Lines with points on named objects:
* START *
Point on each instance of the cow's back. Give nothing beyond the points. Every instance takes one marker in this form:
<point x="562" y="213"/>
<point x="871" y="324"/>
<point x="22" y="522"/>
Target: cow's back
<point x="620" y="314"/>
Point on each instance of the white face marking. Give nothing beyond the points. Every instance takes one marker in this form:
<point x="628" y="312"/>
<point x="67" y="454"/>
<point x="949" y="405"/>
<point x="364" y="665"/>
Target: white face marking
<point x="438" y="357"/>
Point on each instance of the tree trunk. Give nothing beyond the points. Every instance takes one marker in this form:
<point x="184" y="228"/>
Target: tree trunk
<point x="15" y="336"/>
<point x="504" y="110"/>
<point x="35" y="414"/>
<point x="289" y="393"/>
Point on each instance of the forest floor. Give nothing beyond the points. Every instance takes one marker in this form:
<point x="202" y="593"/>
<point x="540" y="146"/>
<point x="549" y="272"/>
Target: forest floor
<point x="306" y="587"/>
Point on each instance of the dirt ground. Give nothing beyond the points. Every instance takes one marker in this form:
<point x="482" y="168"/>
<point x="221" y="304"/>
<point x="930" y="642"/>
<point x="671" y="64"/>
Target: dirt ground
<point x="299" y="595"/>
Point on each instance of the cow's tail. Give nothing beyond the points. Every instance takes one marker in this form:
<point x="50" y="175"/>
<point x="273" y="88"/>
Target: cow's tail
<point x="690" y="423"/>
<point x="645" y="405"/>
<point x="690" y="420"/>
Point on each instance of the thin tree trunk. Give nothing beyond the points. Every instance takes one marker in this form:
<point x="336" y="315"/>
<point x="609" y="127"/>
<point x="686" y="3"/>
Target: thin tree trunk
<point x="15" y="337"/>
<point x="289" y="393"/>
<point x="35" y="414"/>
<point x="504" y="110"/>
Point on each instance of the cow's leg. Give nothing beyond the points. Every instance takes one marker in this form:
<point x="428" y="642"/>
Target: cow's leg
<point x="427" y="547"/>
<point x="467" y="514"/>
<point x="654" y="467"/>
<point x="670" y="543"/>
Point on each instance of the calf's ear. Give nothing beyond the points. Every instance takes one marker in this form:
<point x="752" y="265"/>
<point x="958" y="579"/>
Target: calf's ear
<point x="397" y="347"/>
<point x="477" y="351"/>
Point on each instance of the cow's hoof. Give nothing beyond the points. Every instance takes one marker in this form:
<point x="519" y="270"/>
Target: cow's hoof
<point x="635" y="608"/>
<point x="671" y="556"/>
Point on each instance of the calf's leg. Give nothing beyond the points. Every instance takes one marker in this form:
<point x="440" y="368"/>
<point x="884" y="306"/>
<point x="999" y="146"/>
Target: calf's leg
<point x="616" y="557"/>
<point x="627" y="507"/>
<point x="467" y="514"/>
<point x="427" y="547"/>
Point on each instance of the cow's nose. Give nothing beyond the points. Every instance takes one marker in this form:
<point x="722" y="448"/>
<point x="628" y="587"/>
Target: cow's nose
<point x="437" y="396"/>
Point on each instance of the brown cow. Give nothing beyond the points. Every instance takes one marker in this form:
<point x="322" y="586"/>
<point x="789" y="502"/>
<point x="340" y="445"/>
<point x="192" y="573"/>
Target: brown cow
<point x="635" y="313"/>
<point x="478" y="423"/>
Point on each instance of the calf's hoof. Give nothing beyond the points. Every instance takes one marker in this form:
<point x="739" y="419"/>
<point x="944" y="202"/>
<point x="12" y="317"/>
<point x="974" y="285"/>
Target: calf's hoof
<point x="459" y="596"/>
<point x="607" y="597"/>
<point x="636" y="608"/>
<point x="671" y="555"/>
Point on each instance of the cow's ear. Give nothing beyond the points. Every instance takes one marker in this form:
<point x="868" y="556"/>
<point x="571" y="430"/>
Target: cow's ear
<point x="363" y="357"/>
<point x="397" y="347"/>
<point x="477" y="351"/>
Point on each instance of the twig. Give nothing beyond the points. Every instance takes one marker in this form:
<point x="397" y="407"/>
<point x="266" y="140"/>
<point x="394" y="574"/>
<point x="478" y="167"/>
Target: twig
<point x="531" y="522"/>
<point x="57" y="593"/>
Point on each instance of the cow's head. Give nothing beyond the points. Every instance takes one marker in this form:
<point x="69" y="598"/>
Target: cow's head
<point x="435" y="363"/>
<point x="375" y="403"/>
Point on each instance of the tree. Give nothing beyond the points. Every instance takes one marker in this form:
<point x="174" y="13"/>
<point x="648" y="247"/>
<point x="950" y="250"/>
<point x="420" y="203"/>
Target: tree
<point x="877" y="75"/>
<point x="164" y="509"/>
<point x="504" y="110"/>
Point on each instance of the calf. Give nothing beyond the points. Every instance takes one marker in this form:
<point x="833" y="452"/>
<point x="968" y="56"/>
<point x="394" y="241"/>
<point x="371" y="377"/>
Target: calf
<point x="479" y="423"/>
* END *
### EXERCISE DIRECTIONS
Render these lines as a Markdown table with the columns Nr and Line, numbering each line in order and omitting blank lines.

### EXERCISE ANSWER
| Nr | Line |
|---|---|
| 1 | Point on each instance of the cow's back. Give nothing beyond the points. Every instance takes one marker in this form: |
| 2 | <point x="562" y="213"/> |
| 3 | <point x="871" y="324"/> |
| 4 | <point x="22" y="522"/> |
| 5 | Target: cow's back |
| 6 | <point x="620" y="314"/> |
| 7 | Point on each instance of the white face marking. Give nothing beyond the points. Every instance takes one marker in this form: |
| 8 | <point x="628" y="312"/> |
| 9 | <point x="67" y="454"/> |
| 10 | <point x="949" y="405"/> |
| 11 | <point x="364" y="665"/> |
| 12 | Target: white face marking |
| 13 | <point x="438" y="357"/> |
| 14 | Point on each instance of the tree trunk. Give nothing beyond the points. Every instance takes one marker in this form: |
| 15 | <point x="184" y="228"/> |
| 16 | Target: tree trunk |
| 17 | <point x="15" y="336"/> |
| 18 | <point x="504" y="110"/> |
| 19 | <point x="35" y="414"/> |
| 20 | <point x="289" y="393"/> |
| 21 | Point on each instance of the forest floor. Give nothing beyond the points. Every instance takes one marker in this form: |
| 22 | <point x="202" y="593"/> |
| 23 | <point x="540" y="146"/> |
| 24 | <point x="549" y="272"/> |
| 25 | Target: forest floor |
| 26 | <point x="306" y="587"/> |
| 27 | Point on each instance of the dirt ground. Give nothing beyond the points. Every instance takes one marker in this form: |
| 28 | <point x="482" y="168"/> |
| 29 | <point x="221" y="304"/> |
| 30 | <point x="930" y="642"/> |
| 31 | <point x="671" y="64"/> |
| 32 | Target: dirt ground |
| 33 | <point x="299" y="595"/> |
| 34 | Point on each instance of the cow's tail. Give nothing beyond the points. Every instance takes one marker in this form: |
| 35 | <point x="50" y="175"/> |
| 36 | <point x="273" y="88"/> |
| 37 | Target: cow's tail |
| 38 | <point x="690" y="423"/> |
| 39 | <point x="645" y="405"/> |
| 40 | <point x="690" y="420"/> |
| 41 | Point on each instance of the thin tree trunk. Give nothing beyond the points. Every instance takes one marker in this form: |
| 42 | <point x="336" y="315"/> |
| 43 | <point x="609" y="127"/> |
| 44 | <point x="686" y="3"/> |
| 45 | Target: thin tree trunk |
| 46 | <point x="15" y="337"/> |
| 47 | <point x="289" y="393"/> |
| 48 | <point x="35" y="414"/> |
| 49 | <point x="504" y="110"/> |
| 50 | Point on each instance of the cow's leg. Give nothing beyond the points. Every instance takes one marker in this form: |
| 51 | <point x="428" y="642"/> |
| 52 | Target: cow's leg |
| 53 | <point x="427" y="547"/> |
| 54 | <point x="467" y="514"/> |
| 55 | <point x="654" y="467"/> |
| 56 | <point x="670" y="543"/> |
| 57 | Point on each instance of the calf's ear. Give nothing beyond the points. Every instance takes one marker in this form: |
| 58 | <point x="752" y="265"/> |
| 59 | <point x="958" y="579"/> |
| 60 | Target: calf's ear |
| 61 | <point x="397" y="347"/> |
| 62 | <point x="477" y="351"/> |
| 63 | Point on each instance of the cow's hoof. Give nothing beyond the points. Every instance takes one marker in this form: |
| 64 | <point x="519" y="270"/> |
| 65 | Target: cow's hoof |
| 66 | <point x="635" y="608"/> |
| 67 | <point x="671" y="556"/> |
| 68 | Point on each instance of the calf's leg. Give nothing beyond the points. Every instance takes one marker in this form: |
| 69 | <point x="440" y="368"/> |
| 70 | <point x="884" y="306"/> |
| 71 | <point x="999" y="146"/> |
| 72 | Target: calf's leg |
| 73 | <point x="616" y="557"/> |
| 74 | <point x="627" y="507"/> |
| 75 | <point x="467" y="514"/> |
| 76 | <point x="427" y="547"/> |
| 77 | Point on each instance of the cow's nose. Give nothing beyond the points. Every instance takes one marker in this form: |
| 78 | <point x="722" y="448"/> |
| 79 | <point x="628" y="587"/> |
| 80 | Target: cow's nose |
| 81 | <point x="437" y="396"/> |
| 82 | Point on each instance of the brown cow. Give nothing beyond the points. Every instance takes one marker in this form: |
| 83 | <point x="322" y="586"/> |
| 84 | <point x="789" y="502"/> |
| 85 | <point x="340" y="445"/> |
| 86 | <point x="192" y="573"/> |
| 87 | Target: brown cow |
| 88 | <point x="635" y="313"/> |
| 89 | <point x="478" y="423"/> |
| 90 | Point on each instance of the calf's hoof. Give nothing beyond the points. Every instance takes one marker in this form: |
| 91 | <point x="739" y="419"/> |
| 92 | <point x="944" y="202"/> |
| 93 | <point x="12" y="317"/> |
| 94 | <point x="974" y="285"/> |
| 95 | Target: calf's hoof |
| 96 | <point x="459" y="596"/> |
| 97 | <point x="607" y="597"/> |
| 98 | <point x="636" y="608"/> |
| 99 | <point x="671" y="555"/> |
| 100 | Point on each instance of the cow's ear. Give nothing beyond the points. Every instance takes one marker in this form: |
| 101 | <point x="868" y="556"/> |
| 102 | <point x="571" y="430"/> |
| 103 | Target: cow's ear |
| 104 | <point x="363" y="357"/> |
| 105 | <point x="397" y="347"/> |
| 106 | <point x="477" y="351"/> |
| 107 | Point on each instance of the twig. Give nothing beyond the points. Every instance takes one marker in this form: |
| 108 | <point x="397" y="407"/> |
| 109 | <point x="266" y="140"/> |
| 110 | <point x="394" y="574"/> |
| 111 | <point x="478" y="167"/> |
| 112 | Target: twig |
| 113 | <point x="531" y="522"/> |
| 114 | <point x="57" y="593"/> |
| 115 | Point on each instance of the cow's head. Give nothing beyond the points. Every instance takes one marker in this form: |
| 116 | <point x="69" y="598"/> |
| 117 | Target: cow's head |
| 118 | <point x="435" y="363"/> |
| 119 | <point x="375" y="403"/> |
| 120 | Point on each instance of the tree. Give nothing beyond the points. Every instance takes one marker in this form: |
| 121 | <point x="174" y="13"/> |
| 122 | <point x="648" y="247"/> |
| 123 | <point x="950" y="250"/> |
| 124 | <point x="420" y="203"/> |
| 125 | Target: tree |
| 126 | <point x="877" y="75"/> |
| 127 | <point x="164" y="509"/> |
| 128 | <point x="504" y="110"/> |
| 129 | Point on each instance of the calf. Give nothing beyond the points. Every instance takes one marker in this form: |
| 130 | <point x="833" y="452"/> |
| 131 | <point x="968" y="56"/> |
| 132 | <point x="394" y="241"/> |
| 133 | <point x="371" y="377"/> |
| 134 | Target: calf |
| 135 | <point x="479" y="423"/> |